AIM OF THE EXERCISE
Wherever "vertices" turns up in the entries, copy out the line that holds it.
---------- RECORDS FOR THIS EXERCISE ----------
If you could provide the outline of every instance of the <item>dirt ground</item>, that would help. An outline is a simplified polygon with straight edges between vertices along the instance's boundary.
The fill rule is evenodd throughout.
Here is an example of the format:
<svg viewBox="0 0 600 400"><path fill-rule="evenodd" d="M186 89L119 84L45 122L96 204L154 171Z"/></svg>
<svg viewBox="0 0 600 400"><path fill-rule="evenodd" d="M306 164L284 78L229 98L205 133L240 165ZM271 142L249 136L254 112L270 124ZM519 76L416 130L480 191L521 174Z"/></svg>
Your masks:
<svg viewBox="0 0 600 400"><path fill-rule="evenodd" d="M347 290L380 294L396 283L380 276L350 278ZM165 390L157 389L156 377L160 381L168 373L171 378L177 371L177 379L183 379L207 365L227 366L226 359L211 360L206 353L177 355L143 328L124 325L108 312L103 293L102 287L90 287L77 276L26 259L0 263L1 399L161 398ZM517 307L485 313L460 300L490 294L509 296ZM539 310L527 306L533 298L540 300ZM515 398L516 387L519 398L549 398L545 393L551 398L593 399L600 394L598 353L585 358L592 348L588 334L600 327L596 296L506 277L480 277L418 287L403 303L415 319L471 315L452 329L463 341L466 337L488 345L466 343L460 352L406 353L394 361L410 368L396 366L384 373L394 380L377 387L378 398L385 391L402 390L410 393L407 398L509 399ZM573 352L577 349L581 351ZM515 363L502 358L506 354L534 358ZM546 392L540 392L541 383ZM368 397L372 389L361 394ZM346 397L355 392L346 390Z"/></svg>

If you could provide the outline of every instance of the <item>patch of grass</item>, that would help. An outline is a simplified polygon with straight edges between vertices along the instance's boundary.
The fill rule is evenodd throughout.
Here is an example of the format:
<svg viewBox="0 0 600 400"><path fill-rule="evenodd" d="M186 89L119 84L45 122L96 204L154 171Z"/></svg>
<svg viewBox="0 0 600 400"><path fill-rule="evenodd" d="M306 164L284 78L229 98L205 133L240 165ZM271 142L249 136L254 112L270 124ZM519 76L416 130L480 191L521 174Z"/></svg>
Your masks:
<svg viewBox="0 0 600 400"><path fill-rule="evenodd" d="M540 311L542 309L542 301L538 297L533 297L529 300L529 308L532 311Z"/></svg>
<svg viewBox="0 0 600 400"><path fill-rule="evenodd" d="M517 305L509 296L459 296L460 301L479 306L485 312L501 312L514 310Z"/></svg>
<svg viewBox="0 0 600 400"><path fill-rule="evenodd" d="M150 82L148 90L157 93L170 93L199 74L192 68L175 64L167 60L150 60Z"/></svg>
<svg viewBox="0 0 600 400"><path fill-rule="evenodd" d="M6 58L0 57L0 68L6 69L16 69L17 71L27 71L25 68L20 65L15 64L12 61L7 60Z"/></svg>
----------
RESULT OF THIS EXERCISE
If you could provide the outline of every instance of the <item>dirt ground</item>, that would help. An outline is a simplified polygon with straight edges between vertices along the instance's boundary.
If you could provide the outline of every instance of the <item>patch of grass</item>, that would help. An outline is a simplified polygon with straight edges between vertices along the instance's boundary.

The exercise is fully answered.